> **Исходный отрывок**:
▶

Трициклики, эффективность которых была уже продемонстрирована, должны были выполнять ту же функцию; однако тесты показали, что они снижают уровень норэпинефрина в кровотоке. Дальнейшие эксперименты продемонстрировали, что норэпинефрин, хотя уже и не перемещается свободно по кровеносной системе, по-прежнему присутствует в организме, и в итоге Джулиус Аксельрод, американский ученый, работавший в только что сформированном Национальном институте психического здоровья, выдвинул идею обратного захвата. Норэпинефрин высвобождается; он что-то делает в каких-то неведомых краях, которые называют «синаптической щелью»
[87]
(часть его даже выпадает из нее и включается в обмен веществ); потом его снова абсорбируют те же рецепторы, из которых он выделился. Аксельрод, удостоенный Нобелевской премии 1970 года, позже говорил, что, если бы знал больше, никогда бы на додумался до такой притянутой за уши гипотезы. А ведь сработало! Скоро было доказано, что трициклики блокируют механизм обратного захвата, повышая содержание норэпинефрина в синаптической щели, но не увеличивая его общего уровня в организме и кровеносной системе.
На протяжении последующих двадцати лет ученые спорили, какие из нейромедиаторов действительно важны. Первоначальную мысль о важности серотонина сменили новые прозрения, показавшие, что настроение сильно зависит от норэпинефрина. В 1965 году Джозеф Шильдкраут в своей статье в The American Journal of Psychiatry собрал всю эту информацию вместе и предложил связную теорию о том, что эмоция регулируется норэпинефрином, эпинефрином и дофамином (общее название группы — катехоламины); что ингибиторы МАО предотвращают распад этих веществ и тем самым увеличивают их количество в мозге и, следовательно, в синаптической щели, и что трициклики, ингибируя обратный захват, тоже повышают содержание катехоламинов в синаптической щели.

◀

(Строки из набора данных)

▶

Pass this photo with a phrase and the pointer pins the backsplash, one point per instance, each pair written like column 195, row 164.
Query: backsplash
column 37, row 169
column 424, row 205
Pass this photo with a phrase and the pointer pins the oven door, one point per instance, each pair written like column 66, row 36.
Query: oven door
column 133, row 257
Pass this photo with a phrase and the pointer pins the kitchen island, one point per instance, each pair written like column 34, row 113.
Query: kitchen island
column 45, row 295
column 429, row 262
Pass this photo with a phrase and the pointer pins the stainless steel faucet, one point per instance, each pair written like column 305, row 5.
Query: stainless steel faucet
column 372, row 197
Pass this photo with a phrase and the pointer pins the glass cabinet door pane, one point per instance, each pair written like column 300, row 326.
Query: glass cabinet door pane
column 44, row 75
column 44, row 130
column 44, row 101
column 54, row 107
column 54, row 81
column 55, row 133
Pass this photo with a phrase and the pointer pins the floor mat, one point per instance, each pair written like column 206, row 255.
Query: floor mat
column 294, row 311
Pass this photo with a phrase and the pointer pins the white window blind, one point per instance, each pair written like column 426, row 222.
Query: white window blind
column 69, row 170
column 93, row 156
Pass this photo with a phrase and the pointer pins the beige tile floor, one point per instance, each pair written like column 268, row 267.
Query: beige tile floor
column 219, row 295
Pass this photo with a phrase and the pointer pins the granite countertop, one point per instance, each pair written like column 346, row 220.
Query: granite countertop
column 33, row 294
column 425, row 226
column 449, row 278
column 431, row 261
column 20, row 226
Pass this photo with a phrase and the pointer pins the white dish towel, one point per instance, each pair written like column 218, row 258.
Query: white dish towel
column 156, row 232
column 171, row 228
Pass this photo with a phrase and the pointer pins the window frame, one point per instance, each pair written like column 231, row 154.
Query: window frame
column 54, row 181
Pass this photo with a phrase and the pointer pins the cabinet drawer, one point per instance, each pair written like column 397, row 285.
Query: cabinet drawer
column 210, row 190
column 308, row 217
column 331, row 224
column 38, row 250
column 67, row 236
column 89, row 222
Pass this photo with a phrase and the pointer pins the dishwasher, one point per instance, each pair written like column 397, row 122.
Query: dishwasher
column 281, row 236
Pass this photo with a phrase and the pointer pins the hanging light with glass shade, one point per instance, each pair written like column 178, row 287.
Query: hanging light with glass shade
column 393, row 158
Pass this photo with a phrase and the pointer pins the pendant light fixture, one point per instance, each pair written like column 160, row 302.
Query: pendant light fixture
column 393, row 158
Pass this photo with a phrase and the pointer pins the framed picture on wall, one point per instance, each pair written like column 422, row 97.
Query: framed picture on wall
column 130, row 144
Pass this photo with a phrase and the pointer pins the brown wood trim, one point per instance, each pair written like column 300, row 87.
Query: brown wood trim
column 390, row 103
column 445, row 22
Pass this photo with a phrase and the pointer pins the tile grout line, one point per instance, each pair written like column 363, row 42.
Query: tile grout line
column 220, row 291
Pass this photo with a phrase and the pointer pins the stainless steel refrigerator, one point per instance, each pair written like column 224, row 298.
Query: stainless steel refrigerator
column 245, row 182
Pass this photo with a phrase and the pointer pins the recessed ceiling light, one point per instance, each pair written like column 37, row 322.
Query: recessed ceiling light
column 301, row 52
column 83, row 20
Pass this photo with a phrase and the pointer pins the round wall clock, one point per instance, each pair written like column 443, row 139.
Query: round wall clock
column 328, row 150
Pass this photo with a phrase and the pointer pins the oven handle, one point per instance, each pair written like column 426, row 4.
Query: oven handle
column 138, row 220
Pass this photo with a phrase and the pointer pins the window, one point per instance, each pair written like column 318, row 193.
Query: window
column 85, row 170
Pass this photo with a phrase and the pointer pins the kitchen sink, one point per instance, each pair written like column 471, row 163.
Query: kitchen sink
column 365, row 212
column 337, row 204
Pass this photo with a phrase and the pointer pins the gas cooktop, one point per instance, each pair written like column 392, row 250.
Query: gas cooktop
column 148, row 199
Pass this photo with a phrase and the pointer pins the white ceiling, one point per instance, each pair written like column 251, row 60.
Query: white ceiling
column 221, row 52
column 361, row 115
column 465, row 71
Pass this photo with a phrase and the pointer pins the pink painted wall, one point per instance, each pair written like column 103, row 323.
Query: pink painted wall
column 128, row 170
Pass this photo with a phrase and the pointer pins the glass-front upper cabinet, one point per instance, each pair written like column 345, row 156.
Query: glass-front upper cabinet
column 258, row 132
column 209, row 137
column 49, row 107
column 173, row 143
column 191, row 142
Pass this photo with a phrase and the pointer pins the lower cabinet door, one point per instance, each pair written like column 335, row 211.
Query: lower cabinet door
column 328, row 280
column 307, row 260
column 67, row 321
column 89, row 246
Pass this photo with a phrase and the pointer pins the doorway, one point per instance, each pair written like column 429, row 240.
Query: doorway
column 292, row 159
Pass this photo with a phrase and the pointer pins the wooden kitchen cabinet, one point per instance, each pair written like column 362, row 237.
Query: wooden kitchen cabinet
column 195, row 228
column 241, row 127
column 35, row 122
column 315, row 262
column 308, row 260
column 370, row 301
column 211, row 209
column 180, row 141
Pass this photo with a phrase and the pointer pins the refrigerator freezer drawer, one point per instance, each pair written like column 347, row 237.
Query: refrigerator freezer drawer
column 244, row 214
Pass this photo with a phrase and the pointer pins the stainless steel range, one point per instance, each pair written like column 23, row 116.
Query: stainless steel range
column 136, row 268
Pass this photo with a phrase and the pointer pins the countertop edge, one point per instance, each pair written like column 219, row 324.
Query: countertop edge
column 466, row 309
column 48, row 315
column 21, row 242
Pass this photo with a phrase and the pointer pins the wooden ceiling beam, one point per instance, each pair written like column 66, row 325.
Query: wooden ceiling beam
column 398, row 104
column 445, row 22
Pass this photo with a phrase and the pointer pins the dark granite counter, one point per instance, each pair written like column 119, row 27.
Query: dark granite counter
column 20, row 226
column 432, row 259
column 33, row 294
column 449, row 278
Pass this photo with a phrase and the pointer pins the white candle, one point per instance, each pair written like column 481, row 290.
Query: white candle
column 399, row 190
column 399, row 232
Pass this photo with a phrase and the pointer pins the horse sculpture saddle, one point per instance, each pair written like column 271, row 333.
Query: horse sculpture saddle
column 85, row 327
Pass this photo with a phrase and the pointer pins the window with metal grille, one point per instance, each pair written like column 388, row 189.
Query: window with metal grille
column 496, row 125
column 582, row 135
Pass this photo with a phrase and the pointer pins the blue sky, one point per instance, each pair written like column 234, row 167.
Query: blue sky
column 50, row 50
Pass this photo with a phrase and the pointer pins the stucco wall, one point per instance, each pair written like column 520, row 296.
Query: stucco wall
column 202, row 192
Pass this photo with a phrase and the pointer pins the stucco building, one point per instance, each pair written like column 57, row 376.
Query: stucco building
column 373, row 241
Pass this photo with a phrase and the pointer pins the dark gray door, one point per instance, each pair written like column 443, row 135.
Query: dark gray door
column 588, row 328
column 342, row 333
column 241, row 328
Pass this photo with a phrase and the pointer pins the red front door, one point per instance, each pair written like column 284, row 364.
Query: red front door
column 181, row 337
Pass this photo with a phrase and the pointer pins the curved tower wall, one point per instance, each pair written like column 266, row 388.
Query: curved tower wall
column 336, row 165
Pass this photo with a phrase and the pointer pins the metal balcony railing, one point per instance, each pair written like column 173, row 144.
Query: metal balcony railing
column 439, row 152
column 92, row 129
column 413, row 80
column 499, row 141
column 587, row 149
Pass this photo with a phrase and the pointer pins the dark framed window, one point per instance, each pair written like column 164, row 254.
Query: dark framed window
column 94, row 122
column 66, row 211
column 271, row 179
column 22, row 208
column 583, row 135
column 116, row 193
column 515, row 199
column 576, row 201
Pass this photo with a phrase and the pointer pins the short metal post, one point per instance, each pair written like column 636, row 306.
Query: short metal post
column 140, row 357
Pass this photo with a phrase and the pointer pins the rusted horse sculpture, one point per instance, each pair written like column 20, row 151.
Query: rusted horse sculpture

◀

> **Задания**:
1. Перепишите дословно кусок отрывка о нейромедиаторах: начните со слов «На протяжении последующих» и остановитесь после слов «в синаптической щели.».
2. Какие вещества в отрывке о нейромедиаторах отнесены к группе катехоламинов? Перечислите их все.

> **Ответы**:
1.
На протяжении последующих двадцати лет ученые спорили, какие из нейромедиаторов действительно важны. Первоначальную мысль о важности серотонина сменили новые прозрения, показавшие, что настроение сильно зависит от норэпинефрина. В 1965 году Джозеф Шильдкраут в своей статье в The American Journal of Psychiatry собрал всю эту информацию вместе и предложил связную теорию о том, что эмоция регулируется норэпинефрином, эпинефрином и дофамином (общее название группы — катехоламины); что ингибиторы МАО предотвращают распад этих веществ и тем самым увеличивают их количество в мозге и, следовательно, в синаптической щели, и что трициклики, ингибируя обратный захват, тоже повышают содержание катехоламинов в синаптической щели.

2. Норэпинефрин, эпинефрин, дофамин.